#### Required action:
Transcribe the passage on common mistakes from "Symptom: Embeddings don't" to "instead of accumulates!" without any changes.

#### Text passage:
_ _ _ _ _
Skip to content

Stage 3: Common Mistakes

Mistake 1: Softmax on Wrong Axis

Symptom: Probabilities sum to 1 across batch instead of vocabulary

Wrong code:

logits = model(x)  # Shape: [batch, vocab]
probs = softmax(logits, axis=0)  # Wrong! Sums across batch

The fix:

probs = softmax(logits, axis=-1)  # Correct: sums across vocabulary

Verify:

assert np.allclose(probs.sum(axis=-1), 1.0)  # Each sample sums to 1


Mistake 2: Embedding Gradient Accumulation

Symptom: Embeddings don't update correctly for repeated tokens

Wrong code:

def backward(self, grad, indices):
    self.W_grad[indices] = grad  # Overwrites instead of accumulates!

Example: If "the" appears twice, we need to sum both gradients.

The fix:

def backward(self, grad, indices):
    np.add.at(self.W_grad, indices, grad)  # Accumulates correctly


Mistake 3: Forgetting Bias Terms

Symptom: Model has trouble learning constant offsets

Wrong:

hidden = x @ W  # No bias!
_ _ _ _ _
#### Recorded information:
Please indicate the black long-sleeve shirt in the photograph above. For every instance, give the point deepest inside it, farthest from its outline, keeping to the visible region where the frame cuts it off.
_ _ _ _ _
#### Exercise response:
Symptom: Embeddings don't update correctly for repeated tokens

Wrong code:

def backward(self, grad, indices):
    self.W_grad[indices] = grad  # Overwrites instead of accumulates!